(Dataset entries)

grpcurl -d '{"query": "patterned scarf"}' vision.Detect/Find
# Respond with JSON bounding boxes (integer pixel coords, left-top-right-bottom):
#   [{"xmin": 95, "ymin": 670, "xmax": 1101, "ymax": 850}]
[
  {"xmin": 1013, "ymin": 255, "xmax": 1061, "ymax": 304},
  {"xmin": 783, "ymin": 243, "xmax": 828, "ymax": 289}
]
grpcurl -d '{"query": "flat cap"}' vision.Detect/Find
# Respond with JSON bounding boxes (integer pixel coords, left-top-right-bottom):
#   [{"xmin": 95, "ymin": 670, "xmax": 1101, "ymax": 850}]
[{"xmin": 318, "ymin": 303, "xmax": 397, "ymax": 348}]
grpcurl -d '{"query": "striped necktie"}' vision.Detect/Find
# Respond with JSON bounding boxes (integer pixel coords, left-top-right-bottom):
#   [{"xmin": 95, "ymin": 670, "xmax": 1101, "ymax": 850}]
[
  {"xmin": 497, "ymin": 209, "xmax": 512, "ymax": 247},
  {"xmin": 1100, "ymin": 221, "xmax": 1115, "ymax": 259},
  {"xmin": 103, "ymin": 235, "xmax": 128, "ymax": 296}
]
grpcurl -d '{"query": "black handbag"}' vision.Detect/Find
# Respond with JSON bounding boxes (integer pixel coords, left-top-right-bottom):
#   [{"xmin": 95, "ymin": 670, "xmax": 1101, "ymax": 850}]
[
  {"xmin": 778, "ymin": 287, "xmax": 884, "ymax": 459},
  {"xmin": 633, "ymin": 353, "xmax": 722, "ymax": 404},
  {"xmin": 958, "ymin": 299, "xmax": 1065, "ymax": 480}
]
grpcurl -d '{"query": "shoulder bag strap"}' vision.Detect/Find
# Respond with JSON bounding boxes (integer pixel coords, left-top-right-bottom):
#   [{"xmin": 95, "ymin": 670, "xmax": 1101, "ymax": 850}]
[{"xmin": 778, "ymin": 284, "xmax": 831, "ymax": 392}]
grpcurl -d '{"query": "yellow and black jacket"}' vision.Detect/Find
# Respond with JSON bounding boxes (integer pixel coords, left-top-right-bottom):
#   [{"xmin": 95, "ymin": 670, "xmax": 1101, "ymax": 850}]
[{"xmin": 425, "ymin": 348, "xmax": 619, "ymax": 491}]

* **Task prompt**
Every entry that appears above should be duplicated exactly.

* **Answer for the task**
grpcurl -d '{"query": "patterned scarf"}' vision.Detect/Find
# Respond with JSON bounding boxes (integer pixel coords, left-top-right-bottom):
#   [{"xmin": 95, "ymin": 670, "xmax": 1101, "ymax": 850}]
[
  {"xmin": 1013, "ymin": 255, "xmax": 1061, "ymax": 304},
  {"xmin": 783, "ymin": 243, "xmax": 828, "ymax": 289}
]
grpcurl -d '{"query": "flat cap"}' vision.Detect/Find
# Respond with JSON bounding boxes (integer pixel coords, left-top-right-bottom):
#   [{"xmin": 95, "ymin": 670, "xmax": 1101, "ymax": 850}]
[{"xmin": 318, "ymin": 303, "xmax": 397, "ymax": 348}]
grpcurl -d '{"query": "striped necktie"}' vision.Detect/Find
# Respond with JSON bounding boxes (integer pixel coords, left-top-right-bottom):
#   [{"xmin": 95, "ymin": 670, "xmax": 1101, "ymax": 850}]
[
  {"xmin": 497, "ymin": 209, "xmax": 512, "ymax": 247},
  {"xmin": 1100, "ymin": 221, "xmax": 1115, "ymax": 259},
  {"xmin": 103, "ymin": 235, "xmax": 128, "ymax": 296}
]
grpcurl -d '{"query": "black handbag"}' vision.Detect/Find
# Respond with JSON bounding boxes (integer pixel coords, left-top-right-bottom):
#   [{"xmin": 95, "ymin": 670, "xmax": 1101, "ymax": 850}]
[
  {"xmin": 778, "ymin": 287, "xmax": 884, "ymax": 459},
  {"xmin": 633, "ymin": 353, "xmax": 722, "ymax": 404},
  {"xmin": 958, "ymin": 299, "xmax": 1065, "ymax": 480}
]
grpcurl -d '{"query": "shoulder bag strap"}' vision.Detect/Find
# Respond with JSON bounding boxes (integer pixel coords, left-top-right-bottom):
#   [{"xmin": 95, "ymin": 670, "xmax": 1101, "ymax": 850}]
[{"xmin": 778, "ymin": 284, "xmax": 831, "ymax": 392}]
grpcurl -d '{"query": "yellow and black jacket"}' vision.Detect/Find
# Respond with JSON bounding boxes (integer pixel coords, left-top-right-bottom):
#   [{"xmin": 95, "ymin": 670, "xmax": 1101, "ymax": 850}]
[{"xmin": 425, "ymin": 348, "xmax": 619, "ymax": 491}]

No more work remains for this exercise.